═════ PASSAGE TO READ

Lily* was a nine year old girl participating in my summer camp program. She had the best sense of humour and was always smiling. Lily had asthma and other health conditions that made it more difficult for her to take part in all of the recreational activities provided. She needed more breaks, times for rest and lots of positive reinforcements and encouragement to participate. Lily taught me that with a little patience and persistence everyone can have an equal opportunity to enjoy summer camp.
Down Syndrome is one of the most common causes of an individual becoming diagnosed with an intellectually disability. The severity of the disability can range from mild to profound but is most often in the moderate range. Down Syndrome can affect a wide variety of children and does not segregate between gender, race or socio economic status. About 1 in 1000 children are diagnosed with Down Syndrome. This syndrome was one of the first to be linked to a genetic irregularity. A prenatal screening test can identify that a child has Down Syndrome prior to birth.

══════════
═════ STORED DATA

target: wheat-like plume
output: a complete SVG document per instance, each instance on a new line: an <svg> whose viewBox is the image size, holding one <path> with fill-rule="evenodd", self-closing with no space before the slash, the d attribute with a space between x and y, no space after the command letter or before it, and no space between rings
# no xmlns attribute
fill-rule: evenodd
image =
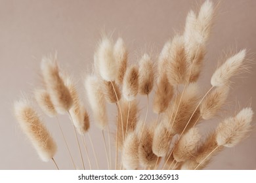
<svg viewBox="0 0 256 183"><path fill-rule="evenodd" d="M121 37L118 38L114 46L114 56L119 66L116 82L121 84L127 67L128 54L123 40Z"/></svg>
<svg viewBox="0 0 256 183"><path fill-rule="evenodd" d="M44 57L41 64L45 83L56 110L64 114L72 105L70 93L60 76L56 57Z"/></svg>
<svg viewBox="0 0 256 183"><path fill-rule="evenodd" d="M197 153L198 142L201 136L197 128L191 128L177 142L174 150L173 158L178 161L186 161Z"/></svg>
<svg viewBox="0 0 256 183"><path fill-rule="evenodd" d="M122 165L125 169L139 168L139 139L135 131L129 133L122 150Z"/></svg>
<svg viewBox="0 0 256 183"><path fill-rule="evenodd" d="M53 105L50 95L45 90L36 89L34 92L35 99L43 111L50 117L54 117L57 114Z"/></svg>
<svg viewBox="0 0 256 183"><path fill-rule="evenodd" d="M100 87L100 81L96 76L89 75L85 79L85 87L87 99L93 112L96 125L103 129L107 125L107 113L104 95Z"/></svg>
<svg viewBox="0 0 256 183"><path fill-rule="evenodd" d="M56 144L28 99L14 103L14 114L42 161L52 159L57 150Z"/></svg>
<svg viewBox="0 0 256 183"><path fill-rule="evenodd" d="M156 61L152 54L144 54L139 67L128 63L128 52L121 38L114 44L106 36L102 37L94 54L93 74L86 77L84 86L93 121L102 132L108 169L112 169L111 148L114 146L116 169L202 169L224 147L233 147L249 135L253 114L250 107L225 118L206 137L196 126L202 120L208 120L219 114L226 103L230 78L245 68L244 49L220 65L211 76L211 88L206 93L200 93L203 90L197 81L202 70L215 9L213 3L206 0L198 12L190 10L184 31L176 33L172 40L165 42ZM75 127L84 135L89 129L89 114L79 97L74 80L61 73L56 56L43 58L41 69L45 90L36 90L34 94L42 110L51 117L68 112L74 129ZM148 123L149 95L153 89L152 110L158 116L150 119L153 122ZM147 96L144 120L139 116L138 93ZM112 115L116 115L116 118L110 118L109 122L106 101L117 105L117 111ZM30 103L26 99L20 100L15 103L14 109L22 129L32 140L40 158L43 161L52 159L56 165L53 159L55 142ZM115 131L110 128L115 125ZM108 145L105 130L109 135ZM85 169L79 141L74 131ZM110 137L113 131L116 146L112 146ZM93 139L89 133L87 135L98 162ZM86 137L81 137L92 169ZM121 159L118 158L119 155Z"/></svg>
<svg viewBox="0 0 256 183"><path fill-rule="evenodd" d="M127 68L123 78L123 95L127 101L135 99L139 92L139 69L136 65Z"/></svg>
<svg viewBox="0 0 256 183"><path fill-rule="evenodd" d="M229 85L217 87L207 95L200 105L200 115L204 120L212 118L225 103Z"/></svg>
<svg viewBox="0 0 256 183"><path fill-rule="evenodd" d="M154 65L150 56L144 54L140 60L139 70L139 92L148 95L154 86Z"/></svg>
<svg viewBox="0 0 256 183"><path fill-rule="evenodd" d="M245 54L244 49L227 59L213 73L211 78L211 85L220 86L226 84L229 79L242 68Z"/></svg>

══════════
═════ STORED DATA

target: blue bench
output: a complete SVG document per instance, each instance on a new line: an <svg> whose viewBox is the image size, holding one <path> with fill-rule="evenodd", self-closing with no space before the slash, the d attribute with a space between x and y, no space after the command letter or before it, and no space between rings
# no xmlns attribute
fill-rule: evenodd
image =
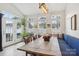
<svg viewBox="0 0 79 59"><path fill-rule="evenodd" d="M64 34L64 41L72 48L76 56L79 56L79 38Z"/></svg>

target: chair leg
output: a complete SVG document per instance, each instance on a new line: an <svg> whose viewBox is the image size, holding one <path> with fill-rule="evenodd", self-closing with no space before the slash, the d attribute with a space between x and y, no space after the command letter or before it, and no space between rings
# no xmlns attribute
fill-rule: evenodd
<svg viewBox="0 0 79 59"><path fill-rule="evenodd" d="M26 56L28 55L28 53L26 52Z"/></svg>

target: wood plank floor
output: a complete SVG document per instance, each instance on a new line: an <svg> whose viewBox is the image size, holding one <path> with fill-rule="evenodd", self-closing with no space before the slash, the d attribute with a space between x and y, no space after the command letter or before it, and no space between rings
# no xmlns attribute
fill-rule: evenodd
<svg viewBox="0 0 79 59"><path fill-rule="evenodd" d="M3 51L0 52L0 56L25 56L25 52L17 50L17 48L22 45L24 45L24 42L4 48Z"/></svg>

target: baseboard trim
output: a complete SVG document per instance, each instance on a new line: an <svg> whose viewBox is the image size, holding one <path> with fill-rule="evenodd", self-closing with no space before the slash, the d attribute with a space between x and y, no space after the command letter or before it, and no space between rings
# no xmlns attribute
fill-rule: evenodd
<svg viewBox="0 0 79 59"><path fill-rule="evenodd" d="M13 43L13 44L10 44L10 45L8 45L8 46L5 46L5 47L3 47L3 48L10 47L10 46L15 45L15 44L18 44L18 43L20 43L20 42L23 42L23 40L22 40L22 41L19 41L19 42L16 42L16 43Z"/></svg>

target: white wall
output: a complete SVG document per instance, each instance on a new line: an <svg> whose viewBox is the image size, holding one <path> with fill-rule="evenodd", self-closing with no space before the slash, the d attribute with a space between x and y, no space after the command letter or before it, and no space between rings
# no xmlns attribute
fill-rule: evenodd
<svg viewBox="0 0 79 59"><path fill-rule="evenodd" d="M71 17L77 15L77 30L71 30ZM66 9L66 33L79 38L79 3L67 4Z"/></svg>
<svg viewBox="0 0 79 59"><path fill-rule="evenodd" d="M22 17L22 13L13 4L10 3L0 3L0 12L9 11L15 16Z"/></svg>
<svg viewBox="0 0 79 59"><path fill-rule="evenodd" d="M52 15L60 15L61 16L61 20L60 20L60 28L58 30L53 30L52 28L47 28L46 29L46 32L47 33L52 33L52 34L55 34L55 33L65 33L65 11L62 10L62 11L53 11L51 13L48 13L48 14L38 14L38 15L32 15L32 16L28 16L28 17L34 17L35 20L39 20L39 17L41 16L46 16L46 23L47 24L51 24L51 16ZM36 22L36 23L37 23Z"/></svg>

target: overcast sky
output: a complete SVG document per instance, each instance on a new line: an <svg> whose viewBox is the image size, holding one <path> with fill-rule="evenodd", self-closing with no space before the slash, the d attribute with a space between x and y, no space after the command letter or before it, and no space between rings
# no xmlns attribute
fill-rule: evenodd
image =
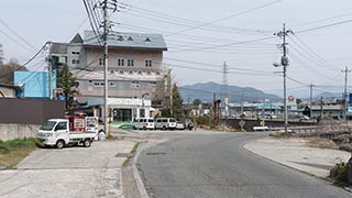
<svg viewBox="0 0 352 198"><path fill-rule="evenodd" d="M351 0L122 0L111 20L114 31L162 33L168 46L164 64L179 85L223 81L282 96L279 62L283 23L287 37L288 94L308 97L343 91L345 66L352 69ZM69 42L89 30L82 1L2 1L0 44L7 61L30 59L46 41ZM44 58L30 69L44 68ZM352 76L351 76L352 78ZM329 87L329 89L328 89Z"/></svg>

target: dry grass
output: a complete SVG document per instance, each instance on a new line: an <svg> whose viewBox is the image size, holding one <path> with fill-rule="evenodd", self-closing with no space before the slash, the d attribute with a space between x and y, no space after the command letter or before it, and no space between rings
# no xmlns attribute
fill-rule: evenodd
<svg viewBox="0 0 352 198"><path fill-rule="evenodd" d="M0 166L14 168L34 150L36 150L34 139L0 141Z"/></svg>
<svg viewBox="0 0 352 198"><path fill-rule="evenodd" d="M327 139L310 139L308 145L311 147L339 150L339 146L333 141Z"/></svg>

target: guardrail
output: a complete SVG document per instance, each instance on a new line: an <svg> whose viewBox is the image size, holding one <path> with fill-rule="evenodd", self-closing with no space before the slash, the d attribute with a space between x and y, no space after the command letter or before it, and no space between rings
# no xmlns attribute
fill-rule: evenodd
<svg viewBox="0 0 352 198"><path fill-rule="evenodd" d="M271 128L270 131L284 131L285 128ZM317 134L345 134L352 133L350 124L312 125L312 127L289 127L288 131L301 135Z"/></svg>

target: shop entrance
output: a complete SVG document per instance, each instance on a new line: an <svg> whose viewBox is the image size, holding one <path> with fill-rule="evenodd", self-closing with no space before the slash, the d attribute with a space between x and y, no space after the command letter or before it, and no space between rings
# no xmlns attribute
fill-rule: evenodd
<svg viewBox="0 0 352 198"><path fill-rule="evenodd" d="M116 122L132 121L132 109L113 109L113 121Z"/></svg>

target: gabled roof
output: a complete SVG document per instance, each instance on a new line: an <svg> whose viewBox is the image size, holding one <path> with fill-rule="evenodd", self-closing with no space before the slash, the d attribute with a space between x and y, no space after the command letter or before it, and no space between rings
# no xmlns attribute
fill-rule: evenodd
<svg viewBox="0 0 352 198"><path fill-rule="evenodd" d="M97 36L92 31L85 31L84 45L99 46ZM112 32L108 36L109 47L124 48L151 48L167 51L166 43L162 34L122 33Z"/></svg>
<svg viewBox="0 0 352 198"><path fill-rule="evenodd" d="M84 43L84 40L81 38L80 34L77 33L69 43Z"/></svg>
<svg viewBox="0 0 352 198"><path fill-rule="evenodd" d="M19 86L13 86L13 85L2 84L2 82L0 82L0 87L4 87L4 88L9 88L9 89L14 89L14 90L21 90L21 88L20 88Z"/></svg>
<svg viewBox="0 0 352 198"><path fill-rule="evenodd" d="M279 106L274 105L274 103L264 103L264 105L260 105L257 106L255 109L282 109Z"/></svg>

══════════
═════ STORED DATA

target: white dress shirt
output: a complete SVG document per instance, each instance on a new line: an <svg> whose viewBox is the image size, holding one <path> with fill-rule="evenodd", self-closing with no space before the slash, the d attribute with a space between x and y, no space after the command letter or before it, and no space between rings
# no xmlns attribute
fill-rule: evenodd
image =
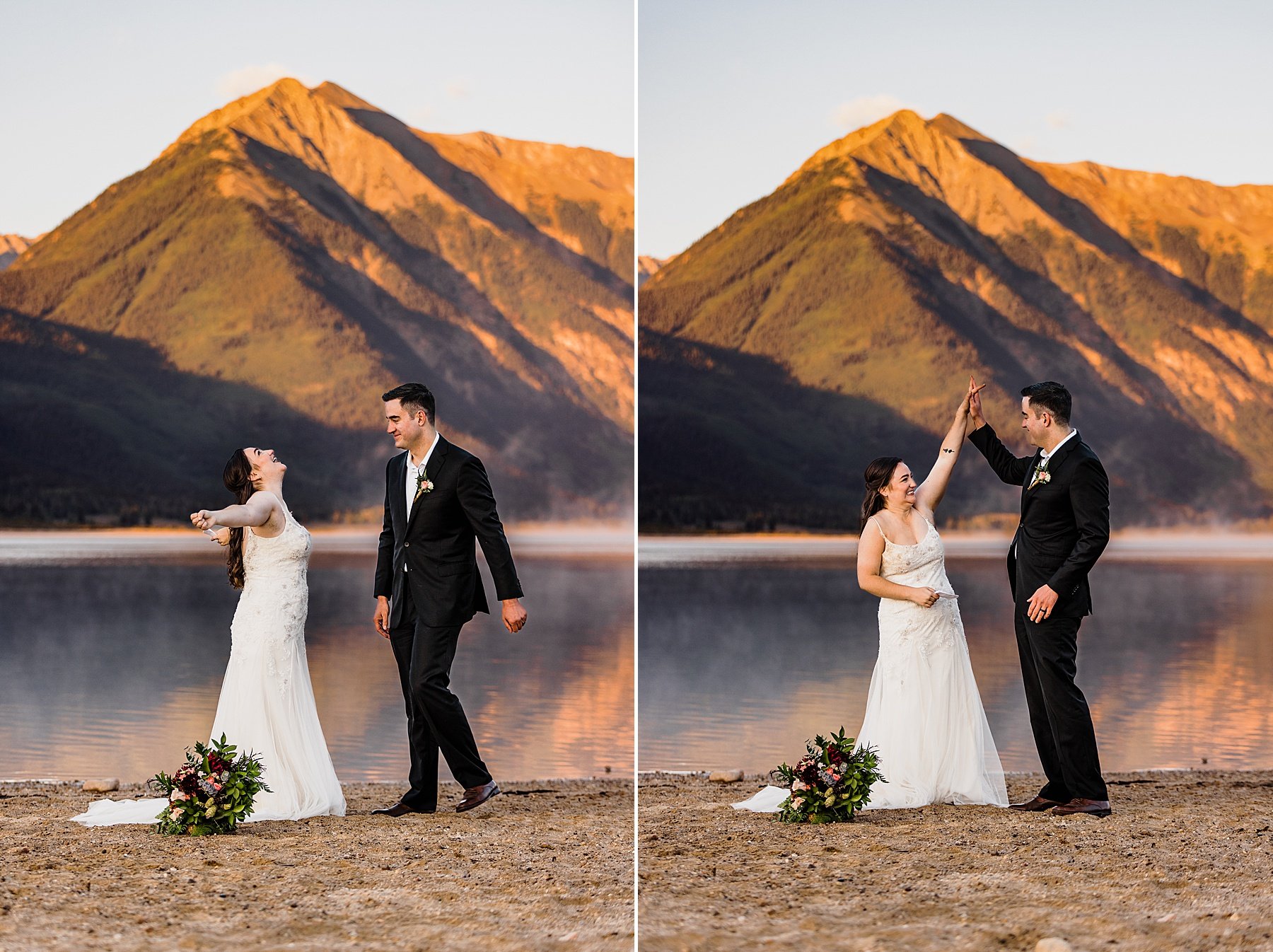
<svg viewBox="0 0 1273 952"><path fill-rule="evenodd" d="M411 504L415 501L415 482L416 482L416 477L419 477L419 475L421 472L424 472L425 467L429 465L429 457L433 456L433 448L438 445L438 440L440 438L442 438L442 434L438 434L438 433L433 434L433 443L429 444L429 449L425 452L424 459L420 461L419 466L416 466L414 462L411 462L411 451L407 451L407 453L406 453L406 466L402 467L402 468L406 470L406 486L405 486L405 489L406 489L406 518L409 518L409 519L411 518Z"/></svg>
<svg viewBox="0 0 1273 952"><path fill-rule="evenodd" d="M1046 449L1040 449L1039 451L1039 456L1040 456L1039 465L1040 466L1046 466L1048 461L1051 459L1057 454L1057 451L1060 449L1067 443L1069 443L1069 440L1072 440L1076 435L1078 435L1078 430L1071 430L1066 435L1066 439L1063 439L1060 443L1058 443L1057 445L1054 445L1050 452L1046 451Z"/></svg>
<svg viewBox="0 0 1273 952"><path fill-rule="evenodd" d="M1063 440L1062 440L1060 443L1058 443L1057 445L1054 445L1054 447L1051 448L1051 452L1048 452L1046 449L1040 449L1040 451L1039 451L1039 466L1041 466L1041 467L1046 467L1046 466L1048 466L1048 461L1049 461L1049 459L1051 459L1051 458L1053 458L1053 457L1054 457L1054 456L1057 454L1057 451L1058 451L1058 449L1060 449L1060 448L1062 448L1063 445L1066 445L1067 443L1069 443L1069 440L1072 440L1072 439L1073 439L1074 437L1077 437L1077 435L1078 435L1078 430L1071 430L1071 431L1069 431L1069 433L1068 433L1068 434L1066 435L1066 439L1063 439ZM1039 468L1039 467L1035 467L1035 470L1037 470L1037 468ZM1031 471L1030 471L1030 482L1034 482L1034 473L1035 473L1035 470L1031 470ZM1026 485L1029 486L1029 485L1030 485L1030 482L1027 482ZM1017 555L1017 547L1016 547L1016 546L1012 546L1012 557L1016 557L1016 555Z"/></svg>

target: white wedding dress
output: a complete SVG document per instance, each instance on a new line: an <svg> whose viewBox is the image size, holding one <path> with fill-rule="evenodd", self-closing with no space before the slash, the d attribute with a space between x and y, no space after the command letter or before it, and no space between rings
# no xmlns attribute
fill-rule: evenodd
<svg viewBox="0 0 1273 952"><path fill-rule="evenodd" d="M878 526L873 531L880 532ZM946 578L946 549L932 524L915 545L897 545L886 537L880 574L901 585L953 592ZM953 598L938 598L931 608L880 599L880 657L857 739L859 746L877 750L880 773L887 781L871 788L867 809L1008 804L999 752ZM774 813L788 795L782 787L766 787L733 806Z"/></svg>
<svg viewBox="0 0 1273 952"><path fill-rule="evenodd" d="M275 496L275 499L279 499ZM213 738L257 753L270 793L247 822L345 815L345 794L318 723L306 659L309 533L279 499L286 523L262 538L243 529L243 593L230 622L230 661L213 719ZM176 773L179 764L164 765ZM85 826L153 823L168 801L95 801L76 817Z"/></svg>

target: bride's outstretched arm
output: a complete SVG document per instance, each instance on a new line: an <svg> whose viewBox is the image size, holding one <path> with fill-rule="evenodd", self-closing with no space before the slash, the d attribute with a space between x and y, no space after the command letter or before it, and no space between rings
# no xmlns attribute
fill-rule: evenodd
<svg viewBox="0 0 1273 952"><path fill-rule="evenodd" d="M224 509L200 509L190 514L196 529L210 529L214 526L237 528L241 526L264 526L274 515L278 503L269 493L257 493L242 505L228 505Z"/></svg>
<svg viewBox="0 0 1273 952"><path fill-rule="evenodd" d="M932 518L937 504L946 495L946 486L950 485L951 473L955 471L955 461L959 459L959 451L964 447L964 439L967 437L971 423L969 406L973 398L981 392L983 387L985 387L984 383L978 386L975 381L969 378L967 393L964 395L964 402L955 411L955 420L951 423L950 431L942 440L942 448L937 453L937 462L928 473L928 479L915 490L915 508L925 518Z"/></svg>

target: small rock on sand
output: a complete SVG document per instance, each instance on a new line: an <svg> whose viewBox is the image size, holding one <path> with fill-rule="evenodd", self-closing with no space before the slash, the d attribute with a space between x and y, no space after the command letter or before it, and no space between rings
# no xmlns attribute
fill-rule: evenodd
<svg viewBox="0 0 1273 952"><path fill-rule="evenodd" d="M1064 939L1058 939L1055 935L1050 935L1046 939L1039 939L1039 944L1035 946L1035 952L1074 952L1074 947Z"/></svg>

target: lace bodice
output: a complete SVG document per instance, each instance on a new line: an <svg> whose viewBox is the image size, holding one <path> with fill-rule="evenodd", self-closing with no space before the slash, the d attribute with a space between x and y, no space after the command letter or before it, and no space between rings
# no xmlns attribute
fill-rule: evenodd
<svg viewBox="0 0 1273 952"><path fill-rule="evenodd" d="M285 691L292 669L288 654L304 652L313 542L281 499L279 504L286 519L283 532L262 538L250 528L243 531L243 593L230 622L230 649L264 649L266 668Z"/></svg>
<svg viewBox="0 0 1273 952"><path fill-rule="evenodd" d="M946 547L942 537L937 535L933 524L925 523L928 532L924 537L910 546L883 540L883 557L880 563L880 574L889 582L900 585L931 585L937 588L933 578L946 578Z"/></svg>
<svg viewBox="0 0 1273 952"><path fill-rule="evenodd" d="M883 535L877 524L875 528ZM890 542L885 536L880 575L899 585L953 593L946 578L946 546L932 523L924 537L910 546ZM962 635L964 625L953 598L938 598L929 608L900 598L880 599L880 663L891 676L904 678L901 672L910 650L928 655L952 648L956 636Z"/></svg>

══════════

TASK STATEMENT:
Answer these from the passage on Lily and Down Syndrome:
(a) How old was Lily?
(b) About how many children are diagnosed with Down Syndrome?
(c) What can identify Down Syndrome before a child is born?
Please set the records aside, as they aren't needed here.

SOLVED EXERCISE:
(a) Nine years old.
(b) About 1 in 1000.
(c) A prenatal screening test.